Directions for this task:
The answer should be the records below, word for word, with every image left out.

Exercise material:

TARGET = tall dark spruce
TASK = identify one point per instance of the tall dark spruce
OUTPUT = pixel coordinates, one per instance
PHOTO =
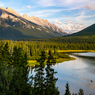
(39, 87)
(50, 80)
(67, 91)
(14, 72)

Response below:
TARGET = tall dark spruce
TASK = identify one point per instance of the tall dark spruce
OUTPUT = pixel coordinates, one per instance
PHOTO =
(39, 87)
(50, 80)
(67, 91)
(14, 72)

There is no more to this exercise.